━━━━━ PAGE ━━━━━

At 16:46 07/10/29, Nobuyoshi Nakada wrote:
>Hi,
>
>At Mon, 29 Oct 2007 14:11:45 +0900,
>David Flanagan wrote in [ruby-core:13032]:
>> >> In a related matter, Should String.inspect be modified to support \u 
>> >> escapes?  Perhaps when the primary encoding is not unicode it should do 
>> >> this?
>> > 
>> > \x for other encodings?  It means rb_encoding has to know which
>> > escape to be used.
>> > 
>> 
>> Hmm.  I assumed that it would be the inspect method that generated the 
>> escapes, not the encoding objects. But yes, I was being Unicode-centric, 
>> since that is the only encoding we're considering a special escape for...
>
>Instead, how about to use \x for all encodings, with making
>\x{...} to represent codepoint?

Please don't. If you really want, you might use \x{...} for a big-
endian representation of the underlying byte sequence for all encodings,
including UTF-8. This would mean e.g. the following:

Directly encoded string: " "

Using \x for UTF-8: "\xE4\xB8\xAD\xE7\x94\xB0 \xE4\xBC\xB8\xE6\x82\xA6"
Using \x for Shift_JIS: "\x92\x86\x93\x63 \x90\x4c\x89\x78"

Using \x{...} for UTF-8: "\x{E4B8AD}\x{E794B0} \x{E4BCB8}\x{E682A6}"
Using \x{...} for Shift_JIS: "\x{9286}\x{9363} \x{904c}\x{8978}"

Using \u (currently only UTF-8): "\u4E2D\u7530 \u4F38\u60A6"
Using \u (in the future potentially for Shift_JIS and others):
                                 "\u4E2D\u7530 \u4F38\u60A6"

━━━━━

CHALLENGE A
Summarize the Ruby escape thread in two sentences.
CHALLENGE B
Transcribe the Ruby escape thread word for word, everything from "At 16:46 07/10/29, Nobuyoshi" down to "to be used.".
CHALLENGE C
Go on with the Ruby escape thread, picking up after its last line.
The material after this point is separate from the Ruby escape thread.

━━━━━ DATA SECTION ━━━━━

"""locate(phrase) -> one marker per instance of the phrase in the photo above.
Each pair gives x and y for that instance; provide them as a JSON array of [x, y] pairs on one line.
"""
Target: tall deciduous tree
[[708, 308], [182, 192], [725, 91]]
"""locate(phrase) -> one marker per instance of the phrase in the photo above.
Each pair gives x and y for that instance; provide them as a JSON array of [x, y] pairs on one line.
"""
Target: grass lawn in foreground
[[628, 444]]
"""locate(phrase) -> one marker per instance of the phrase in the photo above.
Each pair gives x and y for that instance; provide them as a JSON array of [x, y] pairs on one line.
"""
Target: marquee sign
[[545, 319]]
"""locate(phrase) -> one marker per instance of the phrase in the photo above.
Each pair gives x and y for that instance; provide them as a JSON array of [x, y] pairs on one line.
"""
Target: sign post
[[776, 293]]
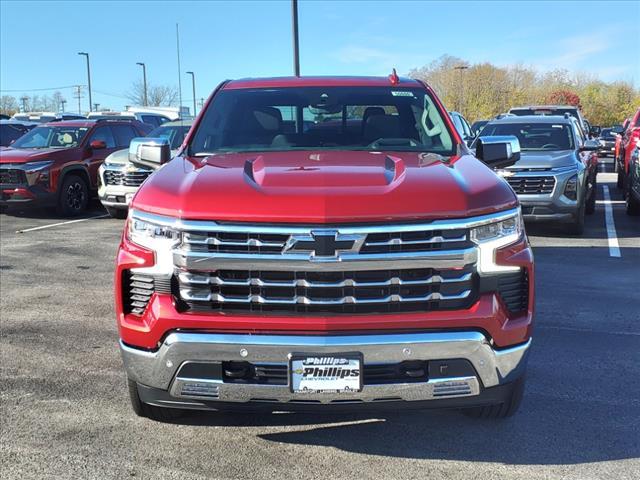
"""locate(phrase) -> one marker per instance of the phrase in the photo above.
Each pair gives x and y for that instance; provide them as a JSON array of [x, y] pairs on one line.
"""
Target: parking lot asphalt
[[65, 413]]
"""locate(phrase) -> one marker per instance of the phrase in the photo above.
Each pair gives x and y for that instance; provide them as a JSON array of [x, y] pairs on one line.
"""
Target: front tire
[[501, 410], [73, 197], [159, 414], [118, 213]]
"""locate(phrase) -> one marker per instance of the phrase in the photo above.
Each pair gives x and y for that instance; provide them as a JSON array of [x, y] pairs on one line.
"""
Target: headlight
[[495, 235], [32, 167], [143, 231]]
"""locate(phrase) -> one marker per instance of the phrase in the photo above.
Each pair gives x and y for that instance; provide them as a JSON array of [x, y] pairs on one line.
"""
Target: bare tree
[[157, 95], [8, 105]]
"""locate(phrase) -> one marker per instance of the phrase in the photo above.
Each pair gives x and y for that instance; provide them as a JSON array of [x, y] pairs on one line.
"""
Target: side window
[[104, 134], [124, 134], [151, 120]]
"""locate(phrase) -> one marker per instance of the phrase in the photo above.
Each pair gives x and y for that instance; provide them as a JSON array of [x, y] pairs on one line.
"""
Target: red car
[[625, 143], [56, 164], [325, 242]]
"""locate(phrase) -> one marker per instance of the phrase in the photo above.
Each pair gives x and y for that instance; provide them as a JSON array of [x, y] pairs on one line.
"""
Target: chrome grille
[[127, 179], [12, 177], [382, 291], [532, 185]]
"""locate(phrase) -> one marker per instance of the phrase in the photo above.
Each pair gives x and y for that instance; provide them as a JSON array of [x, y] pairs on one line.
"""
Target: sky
[[39, 41]]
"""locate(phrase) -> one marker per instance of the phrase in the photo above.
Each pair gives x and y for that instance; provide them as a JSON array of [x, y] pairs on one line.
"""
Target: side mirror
[[150, 152], [590, 146], [498, 151]]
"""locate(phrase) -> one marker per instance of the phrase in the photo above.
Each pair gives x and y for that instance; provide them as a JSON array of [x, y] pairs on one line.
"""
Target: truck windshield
[[52, 137], [535, 136], [321, 118]]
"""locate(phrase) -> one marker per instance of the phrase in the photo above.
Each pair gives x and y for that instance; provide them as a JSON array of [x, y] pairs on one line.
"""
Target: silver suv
[[555, 177], [119, 178]]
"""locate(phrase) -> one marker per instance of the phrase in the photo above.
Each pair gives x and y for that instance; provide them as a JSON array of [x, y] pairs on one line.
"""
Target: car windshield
[[52, 137], [534, 136], [322, 118], [175, 134]]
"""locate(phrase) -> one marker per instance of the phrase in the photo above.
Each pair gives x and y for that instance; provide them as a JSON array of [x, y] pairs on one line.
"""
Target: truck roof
[[319, 81]]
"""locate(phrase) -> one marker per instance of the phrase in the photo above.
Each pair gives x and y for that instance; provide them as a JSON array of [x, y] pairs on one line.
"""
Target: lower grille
[[278, 374], [127, 179], [383, 291], [514, 290], [12, 177], [532, 185], [138, 290]]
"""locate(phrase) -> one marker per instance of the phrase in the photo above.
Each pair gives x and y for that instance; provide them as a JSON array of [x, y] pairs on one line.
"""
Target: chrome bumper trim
[[158, 369]]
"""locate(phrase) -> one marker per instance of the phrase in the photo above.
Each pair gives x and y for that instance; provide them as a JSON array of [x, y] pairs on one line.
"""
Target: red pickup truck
[[325, 242]]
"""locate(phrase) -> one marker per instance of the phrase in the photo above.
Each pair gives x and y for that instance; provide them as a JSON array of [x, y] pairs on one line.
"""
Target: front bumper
[[161, 383]]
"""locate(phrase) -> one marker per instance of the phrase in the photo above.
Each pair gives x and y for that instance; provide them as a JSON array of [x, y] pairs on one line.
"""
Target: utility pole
[[78, 95], [296, 53], [193, 86], [24, 103], [144, 81], [85, 54], [460, 68]]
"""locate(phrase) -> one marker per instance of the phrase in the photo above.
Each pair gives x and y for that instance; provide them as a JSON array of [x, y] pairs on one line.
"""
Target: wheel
[[141, 409], [74, 196], [501, 410], [577, 226], [116, 212], [591, 200]]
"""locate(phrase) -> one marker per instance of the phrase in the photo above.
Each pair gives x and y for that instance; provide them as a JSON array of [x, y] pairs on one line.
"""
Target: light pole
[[460, 68], [85, 54], [193, 86], [296, 53], [144, 80]]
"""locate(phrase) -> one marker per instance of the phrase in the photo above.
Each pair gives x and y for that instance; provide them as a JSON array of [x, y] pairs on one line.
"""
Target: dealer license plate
[[338, 373]]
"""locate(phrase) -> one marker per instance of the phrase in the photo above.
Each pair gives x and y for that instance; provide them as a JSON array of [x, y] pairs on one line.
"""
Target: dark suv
[[56, 164]]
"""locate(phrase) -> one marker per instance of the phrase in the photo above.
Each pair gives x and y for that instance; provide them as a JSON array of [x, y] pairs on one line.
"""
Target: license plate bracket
[[325, 373]]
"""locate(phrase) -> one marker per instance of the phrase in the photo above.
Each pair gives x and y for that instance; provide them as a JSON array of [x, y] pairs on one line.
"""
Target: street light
[[460, 68], [296, 53], [144, 80], [193, 85], [85, 54]]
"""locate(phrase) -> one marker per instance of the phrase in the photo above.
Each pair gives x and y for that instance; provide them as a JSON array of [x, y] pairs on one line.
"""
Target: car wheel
[[73, 197], [501, 410], [142, 409], [591, 201], [116, 212], [577, 226]]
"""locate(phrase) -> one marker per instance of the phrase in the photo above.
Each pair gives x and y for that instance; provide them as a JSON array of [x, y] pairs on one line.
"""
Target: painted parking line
[[60, 223], [614, 247]]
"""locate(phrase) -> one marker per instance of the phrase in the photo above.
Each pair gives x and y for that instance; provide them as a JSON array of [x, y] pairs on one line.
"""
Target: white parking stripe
[[59, 223], [614, 247]]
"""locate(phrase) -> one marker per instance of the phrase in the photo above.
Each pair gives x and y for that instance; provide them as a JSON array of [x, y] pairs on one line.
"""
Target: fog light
[[571, 188]]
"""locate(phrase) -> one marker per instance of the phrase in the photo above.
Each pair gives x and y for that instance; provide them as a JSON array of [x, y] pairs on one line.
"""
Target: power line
[[22, 90]]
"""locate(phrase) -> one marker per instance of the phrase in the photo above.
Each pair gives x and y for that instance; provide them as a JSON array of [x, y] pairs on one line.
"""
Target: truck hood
[[324, 187], [563, 158], [19, 155]]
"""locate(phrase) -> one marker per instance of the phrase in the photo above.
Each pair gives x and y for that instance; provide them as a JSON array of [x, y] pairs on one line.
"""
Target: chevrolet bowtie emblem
[[323, 244]]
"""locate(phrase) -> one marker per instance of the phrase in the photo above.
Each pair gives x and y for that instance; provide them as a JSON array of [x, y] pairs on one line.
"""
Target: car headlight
[[33, 167], [493, 236], [153, 235]]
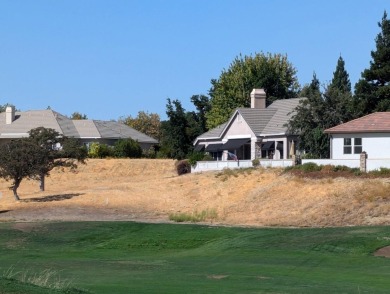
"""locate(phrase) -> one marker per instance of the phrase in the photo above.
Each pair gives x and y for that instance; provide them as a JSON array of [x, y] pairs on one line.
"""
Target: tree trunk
[[15, 189], [42, 185]]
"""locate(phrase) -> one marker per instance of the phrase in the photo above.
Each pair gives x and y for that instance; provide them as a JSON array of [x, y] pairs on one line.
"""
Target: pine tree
[[372, 92], [338, 97], [309, 121]]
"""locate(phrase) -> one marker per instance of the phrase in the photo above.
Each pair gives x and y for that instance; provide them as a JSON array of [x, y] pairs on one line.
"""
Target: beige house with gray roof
[[14, 124], [256, 132]]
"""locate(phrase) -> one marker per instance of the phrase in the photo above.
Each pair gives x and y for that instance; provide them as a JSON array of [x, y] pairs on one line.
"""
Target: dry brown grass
[[150, 190]]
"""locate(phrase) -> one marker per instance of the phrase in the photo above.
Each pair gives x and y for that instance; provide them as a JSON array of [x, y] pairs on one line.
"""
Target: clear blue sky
[[108, 59]]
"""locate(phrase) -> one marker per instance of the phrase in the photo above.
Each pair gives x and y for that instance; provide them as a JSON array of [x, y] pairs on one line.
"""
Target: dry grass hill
[[150, 190]]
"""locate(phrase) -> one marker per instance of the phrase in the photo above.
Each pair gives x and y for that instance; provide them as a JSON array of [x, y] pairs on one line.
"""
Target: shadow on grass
[[58, 197]]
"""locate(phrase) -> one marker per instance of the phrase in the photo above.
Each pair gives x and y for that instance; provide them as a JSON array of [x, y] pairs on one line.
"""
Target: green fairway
[[127, 257]]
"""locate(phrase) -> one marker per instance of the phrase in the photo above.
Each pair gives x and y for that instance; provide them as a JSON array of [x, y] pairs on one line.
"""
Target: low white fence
[[276, 162], [352, 163], [372, 164], [220, 165]]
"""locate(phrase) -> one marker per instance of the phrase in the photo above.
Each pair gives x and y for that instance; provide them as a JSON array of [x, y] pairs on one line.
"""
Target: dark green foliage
[[127, 148], [272, 72], [97, 150], [183, 167], [322, 111], [202, 105], [309, 121], [372, 92], [50, 140], [145, 122], [20, 159], [175, 141], [255, 162]]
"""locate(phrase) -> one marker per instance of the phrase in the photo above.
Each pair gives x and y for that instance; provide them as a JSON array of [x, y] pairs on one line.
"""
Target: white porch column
[[253, 148], [286, 148]]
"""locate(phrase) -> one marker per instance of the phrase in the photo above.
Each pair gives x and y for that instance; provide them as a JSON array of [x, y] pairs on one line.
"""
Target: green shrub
[[207, 157], [183, 167], [383, 171], [337, 168], [127, 148], [150, 153], [97, 150], [208, 214], [310, 167], [255, 162], [194, 157]]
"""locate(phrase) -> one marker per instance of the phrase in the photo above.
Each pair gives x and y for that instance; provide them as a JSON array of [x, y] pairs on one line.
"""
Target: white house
[[256, 132], [370, 133], [16, 124]]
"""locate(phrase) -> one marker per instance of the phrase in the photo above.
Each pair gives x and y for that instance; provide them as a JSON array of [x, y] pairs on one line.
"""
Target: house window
[[354, 144], [347, 145], [357, 148]]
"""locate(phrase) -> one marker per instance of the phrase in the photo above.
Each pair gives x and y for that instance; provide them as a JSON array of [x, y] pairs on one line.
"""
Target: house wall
[[376, 145]]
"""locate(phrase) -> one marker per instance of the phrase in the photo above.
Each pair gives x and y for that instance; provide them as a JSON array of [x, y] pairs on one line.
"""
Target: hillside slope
[[150, 190]]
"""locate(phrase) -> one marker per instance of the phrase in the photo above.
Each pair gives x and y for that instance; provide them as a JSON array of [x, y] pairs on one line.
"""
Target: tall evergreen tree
[[308, 121], [372, 91], [175, 141], [338, 97]]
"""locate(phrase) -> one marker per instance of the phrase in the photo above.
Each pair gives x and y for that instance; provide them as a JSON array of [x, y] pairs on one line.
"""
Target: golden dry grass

━━━━━

TASK ANSWER A
The thread raises whether String.inspect should support \u escapes, and Nobuyoshi Nakada suggests using \x for all encodings, with \x{...} representing a codepoint. The final reply objects to that idea and proposes that \x{...} could instead give a big-endian representation of the underlying byte sequence, then illustrates the options with UTF-8 and Shift_JIS examples.

TASK ANSWER B
At 16:46 07/10/29, Nobuyoshi Nakada wrote:
>Hi,
>
>At Mon, 29 Oct 2007 14:11:45 +0900,
>David Flanagan wrote in [ruby-core:13032]:
>> >> In a related matter, Should String.inspect be modified to support \u 
>> >> escapes?  Perhaps when the primary encoding is not unicode it should do 
>> >> this?
>> > 
>> > \x for other encodings?  It means rb_encoding has to know which
>> > escape to be used.

TASK ANSWER C
As you can see, and as discussed earlier, \x{} is very shallow syntactic
sugar, based on the actual binary representation, and therefore not really
necessary. It is slightly more readable than a sequence of \x bytes,
but I don't think this is so important, because I don't think it will
be used very much (most people who use a specific legacy encoding have
the fonts and editing tools needed).

On the other hand, \u is something different, it identifies the same
character potentially across many different encodings. In this sense,
it is great for writing scripts that may be run in different encodings
with the same character semantics. This is not yet possible, but as soon
as we have conversion, it won't be too difficult to implement. It is a
huge help for UTF-8, because it makes the computer do the calculations,
not dumping it on humans.

Regards,    Martin.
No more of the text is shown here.